- What to do:
Reproduce the records from their start through the line containing "<point>629,603</point>", with that line included, keeping every character unchanged.

━━━ Input material

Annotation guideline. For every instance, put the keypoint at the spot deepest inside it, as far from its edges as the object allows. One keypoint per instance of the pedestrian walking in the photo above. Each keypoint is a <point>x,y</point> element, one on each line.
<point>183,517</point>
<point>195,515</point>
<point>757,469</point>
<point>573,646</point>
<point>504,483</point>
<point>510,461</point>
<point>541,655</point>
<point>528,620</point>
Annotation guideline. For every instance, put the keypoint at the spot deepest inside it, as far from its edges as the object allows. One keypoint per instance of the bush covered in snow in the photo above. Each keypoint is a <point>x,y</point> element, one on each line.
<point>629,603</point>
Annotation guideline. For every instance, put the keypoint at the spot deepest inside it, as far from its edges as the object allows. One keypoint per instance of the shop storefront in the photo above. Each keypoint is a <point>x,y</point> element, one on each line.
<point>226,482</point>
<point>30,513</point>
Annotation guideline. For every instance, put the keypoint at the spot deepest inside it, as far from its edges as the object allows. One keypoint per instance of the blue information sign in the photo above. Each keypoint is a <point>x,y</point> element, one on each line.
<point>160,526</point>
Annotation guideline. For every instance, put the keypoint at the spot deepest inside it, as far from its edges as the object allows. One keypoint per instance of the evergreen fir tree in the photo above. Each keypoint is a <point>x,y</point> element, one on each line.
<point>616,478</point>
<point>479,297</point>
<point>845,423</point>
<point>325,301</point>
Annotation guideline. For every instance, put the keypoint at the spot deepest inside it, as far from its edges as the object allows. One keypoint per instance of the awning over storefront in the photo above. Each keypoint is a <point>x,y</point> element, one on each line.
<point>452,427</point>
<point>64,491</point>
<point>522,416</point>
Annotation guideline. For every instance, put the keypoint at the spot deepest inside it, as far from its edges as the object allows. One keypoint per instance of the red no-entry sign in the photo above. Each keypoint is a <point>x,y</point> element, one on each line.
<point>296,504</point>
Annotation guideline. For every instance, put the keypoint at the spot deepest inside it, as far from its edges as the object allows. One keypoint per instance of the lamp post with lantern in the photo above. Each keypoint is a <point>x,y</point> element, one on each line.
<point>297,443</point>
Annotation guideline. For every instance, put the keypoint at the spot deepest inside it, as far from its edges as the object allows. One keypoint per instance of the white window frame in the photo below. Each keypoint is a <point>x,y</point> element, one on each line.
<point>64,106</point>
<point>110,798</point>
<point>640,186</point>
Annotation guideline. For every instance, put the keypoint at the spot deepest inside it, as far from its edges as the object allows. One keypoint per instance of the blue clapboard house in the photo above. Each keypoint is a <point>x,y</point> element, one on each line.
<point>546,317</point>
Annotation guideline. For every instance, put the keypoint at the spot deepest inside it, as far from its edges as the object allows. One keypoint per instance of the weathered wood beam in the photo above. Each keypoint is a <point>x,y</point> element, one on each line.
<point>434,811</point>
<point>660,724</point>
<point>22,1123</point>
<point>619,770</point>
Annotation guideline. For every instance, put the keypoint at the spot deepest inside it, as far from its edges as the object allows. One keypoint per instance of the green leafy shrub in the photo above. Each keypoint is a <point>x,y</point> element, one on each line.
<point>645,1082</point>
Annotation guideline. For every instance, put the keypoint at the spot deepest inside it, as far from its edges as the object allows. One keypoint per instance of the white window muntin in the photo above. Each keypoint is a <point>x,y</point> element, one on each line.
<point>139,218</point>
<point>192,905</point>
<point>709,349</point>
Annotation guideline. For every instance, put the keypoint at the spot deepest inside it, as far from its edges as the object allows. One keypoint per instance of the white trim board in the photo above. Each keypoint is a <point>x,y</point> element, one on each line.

━━━━━━

- Expected output:
Annotation guideline. For every instance, put the keypoint at the spot deepest inside it, as far from its edges as the object allows. One keypoint per instance of the pedestrian walking in the photo above. Each keypoint is a <point>x,y</point> element, one on each line.
<point>183,517</point>
<point>195,515</point>
<point>757,469</point>
<point>573,646</point>
<point>504,483</point>
<point>510,461</point>
<point>541,655</point>
<point>528,620</point>
Annotation guideline. For every instance, put the keypoint at the spot deepest inside it, as far from its edges as the object allows. One keypoint per instance of the bush covered in snow in the photo above. Each keypoint is a <point>x,y</point> element, one on each line.
<point>629,603</point>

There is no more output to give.